Verilen metin:
= = =

22. Anayasa Mahkemesi ceza infaz kurumlarındaki birtakım uygulamaların temel hak ve hürriyetlere müdahale teşkil ettiği ve kaldırılması gerektiği konusunda ileri sürülecek iddiaların esasının incelenmesine imkân sağlayan ve gerektiğinde uygun bir telafi yöntemi sunan etkili hukuk yollarının olmasının ilgililere etkili başvuru hakkının sağlanması bakımından bir gereklilik olduğunu Meral Danış Beştaş (3) ([2. B], B. No: 2017/34087, 13/10/2020, § 40) kararında kabul etmiştir. Dolayısıyla başvurucunun telefon görüşmeleri ile kapalı görüşlerinin kaydedilmesine ilişkin uygulama konusunda ileri sürdüğü iddiaların da bu kapsamda ele alınması ve bir yargı merciince incelenmesi başvurucuya etkili bir başvuru yolunun sağlanması açısından önemlidir (benzer yöndeki değerlendirmeler için bkz. Meral Danış Beştaş (3), § 44).

23. Bu itibarla somut olayın koşullarında yargısal fonksiyonun esasını oluşturan uyuşmazlığın içinde yer alan maddi ve hukuki sorunların bütünüyle ele alınması ve karara bağlanması işlevinin ilgili mahkemelerce yerine getirilmediği, başvurucunun mektupların kaydedilmesi ve telefon görüşmelerinin dinlenerek kayda alınmasına ilişkin iddiaları konusunda kabule ya da redde ilişkin esasa yönelik herhangi bir karar verilmediği görülmektedir. Böylece başvurucunun derece mahkemeleri önünde yaptığı şikâyet başvurusunda verilen kararın bu yönüyle ilgili ve yeterli gerekçe içermediği, başvurucunun iddialarının incelenmesine ve uygun bir telafi şansı sunmaya elverişli olmadığı anlaşılmaktadır (bkz. § 3). Neticede başvurucuya, özel hayata ve aile hayatına saygı hakkı ile haberleşme hürriyeti kapsamında olduğunu ileri sürdüğü müdahalenin ortadan kaldırılması talebiyle başvurabileceği ve asgari güvenceleri içeren, pratikte de işleyen etkili bir hukuk yolunun sunulmadığı sonucuna varılmıştır.

= = =

Görev tanımı: Yukarıdaki etkili başvuru hakkına ilişkin Anayasa Mahkemesi kararı metnini, son cümlesinin ardından yazmayı sürdürün.

Mevcut veriler:
= = =

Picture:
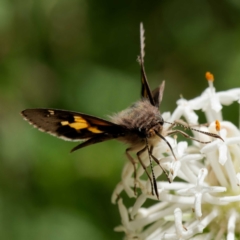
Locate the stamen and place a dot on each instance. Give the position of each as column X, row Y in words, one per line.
column 209, row 76
column 218, row 125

= = =

Alıştırma yanıtı:
24. Açıklanan gerekçelerle, özel hayata ve aile hayatına saygı hakkı ile haberleşme hürriyetiyle bağlantılı olarak Anayasa'nın 40. maddesinde güvence altına alınan etkili başvuru hakkının ihlal edildiğine karar verilmesi gerekir.

III. GİDERİM

25. Başvurucular; ihlalinin tespiti, yeniden yargılama yapılması ile manevi tazminat talebinde bulunmuştur.

26. 7328 sayılı Kanun ile getirilen düzenlemelerin kapsamı, Bakanlık görüşünde yapılan Kanun değişikliği ile başvurulara konu olan belgelerin herhangi bir soruşturma ve kovuşturmaya konu edilmemiş ise en geç bir yıl sonunda UYAP bilişim sisteminden silinmesinin sağlandığının belirtilmesi ve başvurucuların değişik tarihlerde tahliye edilmiş olmaları dikkate alındığında başvurucuların mektuplarının kaydedilmesi ve/veya telefon görüşmeleri ile kapalı görüşlerin dinlenerek kayda alınması şeklindeki müdahalelere ilişkin yeniden yargılama yapılmasında hukuki yarar bulunmamaktadır.

27. Öte yandan ihlalin niteliği dikkate alındığında başvuruculara ayrı ayrı net 30.000 TL manevi tazminat ödenmesine karar verilmesi gerekir.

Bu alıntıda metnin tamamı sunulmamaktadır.